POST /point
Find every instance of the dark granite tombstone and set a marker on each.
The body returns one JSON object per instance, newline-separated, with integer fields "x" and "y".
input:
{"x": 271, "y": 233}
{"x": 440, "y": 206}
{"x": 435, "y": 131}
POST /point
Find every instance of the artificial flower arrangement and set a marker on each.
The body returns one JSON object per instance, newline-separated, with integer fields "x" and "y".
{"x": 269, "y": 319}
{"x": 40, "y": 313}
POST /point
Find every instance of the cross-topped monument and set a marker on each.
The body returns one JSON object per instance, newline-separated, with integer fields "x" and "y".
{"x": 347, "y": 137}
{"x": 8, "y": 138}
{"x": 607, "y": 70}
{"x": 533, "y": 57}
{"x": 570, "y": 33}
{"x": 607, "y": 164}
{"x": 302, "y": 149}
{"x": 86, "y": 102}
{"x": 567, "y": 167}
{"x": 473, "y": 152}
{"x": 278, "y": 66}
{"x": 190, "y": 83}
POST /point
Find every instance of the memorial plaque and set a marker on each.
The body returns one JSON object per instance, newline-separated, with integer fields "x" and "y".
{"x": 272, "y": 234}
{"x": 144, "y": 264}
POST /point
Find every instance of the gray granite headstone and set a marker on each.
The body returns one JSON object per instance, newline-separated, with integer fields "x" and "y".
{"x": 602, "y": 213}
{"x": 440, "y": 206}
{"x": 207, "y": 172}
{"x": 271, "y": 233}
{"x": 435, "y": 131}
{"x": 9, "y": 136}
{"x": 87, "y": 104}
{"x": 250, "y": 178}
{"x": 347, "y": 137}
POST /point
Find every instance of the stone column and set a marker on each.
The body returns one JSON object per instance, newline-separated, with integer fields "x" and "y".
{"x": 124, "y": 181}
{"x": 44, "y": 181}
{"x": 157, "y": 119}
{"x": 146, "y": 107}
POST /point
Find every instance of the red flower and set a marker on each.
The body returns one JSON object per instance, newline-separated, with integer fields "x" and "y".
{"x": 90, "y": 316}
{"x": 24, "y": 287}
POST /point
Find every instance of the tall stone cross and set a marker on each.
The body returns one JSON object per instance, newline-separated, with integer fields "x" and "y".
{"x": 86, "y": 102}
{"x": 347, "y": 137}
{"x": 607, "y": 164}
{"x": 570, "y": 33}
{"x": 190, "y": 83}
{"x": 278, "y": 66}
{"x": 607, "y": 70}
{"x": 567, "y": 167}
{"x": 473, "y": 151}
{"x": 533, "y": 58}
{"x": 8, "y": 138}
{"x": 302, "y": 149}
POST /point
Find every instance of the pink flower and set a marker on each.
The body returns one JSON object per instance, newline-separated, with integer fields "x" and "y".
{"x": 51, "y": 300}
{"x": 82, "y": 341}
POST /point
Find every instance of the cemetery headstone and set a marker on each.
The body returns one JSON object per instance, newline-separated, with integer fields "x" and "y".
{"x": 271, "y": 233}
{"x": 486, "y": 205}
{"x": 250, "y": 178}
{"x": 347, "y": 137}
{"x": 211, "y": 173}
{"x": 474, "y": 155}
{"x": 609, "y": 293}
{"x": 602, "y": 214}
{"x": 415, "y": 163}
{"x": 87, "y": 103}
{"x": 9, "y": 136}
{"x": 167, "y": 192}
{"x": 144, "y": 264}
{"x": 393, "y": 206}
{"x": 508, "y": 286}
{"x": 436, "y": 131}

> _STATED EXERCISE_: Please repeat all the records above exactly as they appear.

> _ANSWER FOR THIS EXERCISE_:
POST /point
Find every instance of the dark granite tombstone and set a marker on each.
The body returns one JSON object per instance, newline-separated, with integer fields "x" and "y".
input:
{"x": 271, "y": 233}
{"x": 440, "y": 206}
{"x": 435, "y": 131}
POST /point
Find every instance of the artificial flower arrangement and set a marker on each.
The body returns one JSON object per instance, newline-separated, with integer fields "x" and "y".
{"x": 269, "y": 319}
{"x": 40, "y": 313}
POST /point
Find every instance of the cross-topped monument and set a marker on each.
The body returns one JSON object per instance, newline-separated, with integer fields "x" and "y".
{"x": 347, "y": 137}
{"x": 8, "y": 138}
{"x": 607, "y": 70}
{"x": 533, "y": 57}
{"x": 570, "y": 33}
{"x": 607, "y": 164}
{"x": 302, "y": 149}
{"x": 86, "y": 102}
{"x": 567, "y": 167}
{"x": 473, "y": 152}
{"x": 278, "y": 66}
{"x": 190, "y": 83}
POST /point
Find every instance of the memorial plaque and set a marker on each.
The body returns one JSON object per instance, newline-separated, with integer fields "x" and "y".
{"x": 272, "y": 234}
{"x": 144, "y": 264}
POST /point
Find every instance of the gray granite headstone and set a marker on each.
The body returns one JSON object per instance, newline-separated, with integer fields "x" and "y".
{"x": 602, "y": 213}
{"x": 440, "y": 206}
{"x": 207, "y": 172}
{"x": 271, "y": 233}
{"x": 435, "y": 131}
{"x": 9, "y": 136}
{"x": 87, "y": 104}
{"x": 250, "y": 178}
{"x": 347, "y": 137}
POST /point
Find every instance of the stone column and set a marker on each.
The body returns one JSON object per instance, newline-separated, with integer fields "x" and "y".
{"x": 124, "y": 181}
{"x": 44, "y": 181}
{"x": 157, "y": 119}
{"x": 146, "y": 107}
POST /point
Find every instance of the red flower and set a marker on each.
The body returns one JSON object per instance, newline-separated, with integer fields "x" and "y".
{"x": 90, "y": 316}
{"x": 24, "y": 287}
POST /point
Find every instance of the tall stone cross and set a marker on each.
The body returns one JSON object per instance, newline-separated, with integer fields "x" and "y".
{"x": 86, "y": 102}
{"x": 347, "y": 137}
{"x": 607, "y": 164}
{"x": 570, "y": 33}
{"x": 190, "y": 83}
{"x": 278, "y": 66}
{"x": 607, "y": 70}
{"x": 567, "y": 167}
{"x": 473, "y": 151}
{"x": 533, "y": 58}
{"x": 8, "y": 138}
{"x": 302, "y": 149}
POST /point
Find every instance of the pink flower and set a marker on each.
The body returns one JSON object per instance, newline-separated, with integer fields "x" and "y".
{"x": 51, "y": 300}
{"x": 82, "y": 341}
POST /point
Find every instance of the cemetery headstone and set a marker on each.
The body returns one JSON object per instance, newline-separated, with integer fields "x" and "y".
{"x": 271, "y": 233}
{"x": 486, "y": 205}
{"x": 250, "y": 178}
{"x": 347, "y": 137}
{"x": 211, "y": 173}
{"x": 474, "y": 155}
{"x": 609, "y": 293}
{"x": 602, "y": 214}
{"x": 415, "y": 163}
{"x": 87, "y": 103}
{"x": 9, "y": 136}
{"x": 167, "y": 192}
{"x": 144, "y": 264}
{"x": 393, "y": 206}
{"x": 508, "y": 286}
{"x": 436, "y": 131}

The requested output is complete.